- **TASK**
Provide again, from the entries below, every line from the one containing "Target: reflection on water" through the one containing "Target: boat seat", exactly as written, and no other line.
[Start of section]
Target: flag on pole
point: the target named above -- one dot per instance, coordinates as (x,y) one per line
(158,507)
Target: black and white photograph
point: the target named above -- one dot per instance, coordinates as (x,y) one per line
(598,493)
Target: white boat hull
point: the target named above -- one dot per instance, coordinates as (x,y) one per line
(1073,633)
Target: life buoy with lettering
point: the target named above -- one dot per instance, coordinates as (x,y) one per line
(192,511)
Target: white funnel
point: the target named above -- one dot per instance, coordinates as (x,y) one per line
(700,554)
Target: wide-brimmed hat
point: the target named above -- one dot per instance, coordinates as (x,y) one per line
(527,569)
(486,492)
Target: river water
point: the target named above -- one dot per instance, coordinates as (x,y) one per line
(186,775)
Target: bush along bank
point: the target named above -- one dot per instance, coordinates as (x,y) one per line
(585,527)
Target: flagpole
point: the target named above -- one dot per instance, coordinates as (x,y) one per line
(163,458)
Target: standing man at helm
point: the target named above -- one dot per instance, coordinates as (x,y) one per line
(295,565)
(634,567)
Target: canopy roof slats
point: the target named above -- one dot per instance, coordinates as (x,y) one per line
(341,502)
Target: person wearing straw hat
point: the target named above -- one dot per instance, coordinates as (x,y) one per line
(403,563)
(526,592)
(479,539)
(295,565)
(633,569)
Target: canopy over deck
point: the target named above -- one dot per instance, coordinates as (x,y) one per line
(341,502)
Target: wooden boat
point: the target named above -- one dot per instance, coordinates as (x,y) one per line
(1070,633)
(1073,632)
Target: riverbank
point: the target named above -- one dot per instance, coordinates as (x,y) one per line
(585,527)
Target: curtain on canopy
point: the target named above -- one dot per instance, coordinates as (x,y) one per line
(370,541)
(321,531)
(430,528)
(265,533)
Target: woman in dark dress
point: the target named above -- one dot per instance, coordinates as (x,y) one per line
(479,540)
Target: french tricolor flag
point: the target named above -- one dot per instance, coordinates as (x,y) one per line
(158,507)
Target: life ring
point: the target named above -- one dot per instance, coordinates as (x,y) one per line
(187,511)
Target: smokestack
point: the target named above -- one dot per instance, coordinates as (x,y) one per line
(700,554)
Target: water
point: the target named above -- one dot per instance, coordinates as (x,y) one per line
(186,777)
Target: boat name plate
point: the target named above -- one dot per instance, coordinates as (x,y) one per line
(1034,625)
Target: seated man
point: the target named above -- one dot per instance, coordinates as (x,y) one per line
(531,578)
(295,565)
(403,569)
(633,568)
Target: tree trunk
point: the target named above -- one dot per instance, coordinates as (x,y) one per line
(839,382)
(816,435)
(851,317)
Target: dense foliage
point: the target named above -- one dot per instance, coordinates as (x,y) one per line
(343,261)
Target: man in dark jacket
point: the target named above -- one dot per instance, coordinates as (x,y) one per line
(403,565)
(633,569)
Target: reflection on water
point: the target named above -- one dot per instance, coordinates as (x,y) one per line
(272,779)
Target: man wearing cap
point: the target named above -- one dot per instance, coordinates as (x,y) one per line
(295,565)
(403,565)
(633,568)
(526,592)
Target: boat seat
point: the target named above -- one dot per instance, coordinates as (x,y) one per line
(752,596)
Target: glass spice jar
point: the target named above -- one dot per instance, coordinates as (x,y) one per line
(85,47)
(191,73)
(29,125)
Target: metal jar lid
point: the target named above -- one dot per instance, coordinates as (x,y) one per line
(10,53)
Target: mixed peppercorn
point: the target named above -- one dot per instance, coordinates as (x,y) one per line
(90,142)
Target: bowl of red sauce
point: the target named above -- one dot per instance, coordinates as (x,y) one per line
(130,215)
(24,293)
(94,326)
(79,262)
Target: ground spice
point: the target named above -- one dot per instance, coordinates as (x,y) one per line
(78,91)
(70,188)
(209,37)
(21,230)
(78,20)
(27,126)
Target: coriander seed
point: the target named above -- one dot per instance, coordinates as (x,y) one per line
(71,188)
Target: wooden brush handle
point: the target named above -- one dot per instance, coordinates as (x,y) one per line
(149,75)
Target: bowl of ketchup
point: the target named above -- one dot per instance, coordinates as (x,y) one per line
[End of section]
- **ANSWER TO THE EXERCISE**
Target: reflection on water
point: the target named above -- one dot per instance, coordinates as (x,y) one per line
(272,779)
Target: man wearing cap
point: the target named above -- one dot per instance, coordinates as (x,y) one per line
(295,565)
(403,565)
(633,568)
(526,592)
Target: boat seat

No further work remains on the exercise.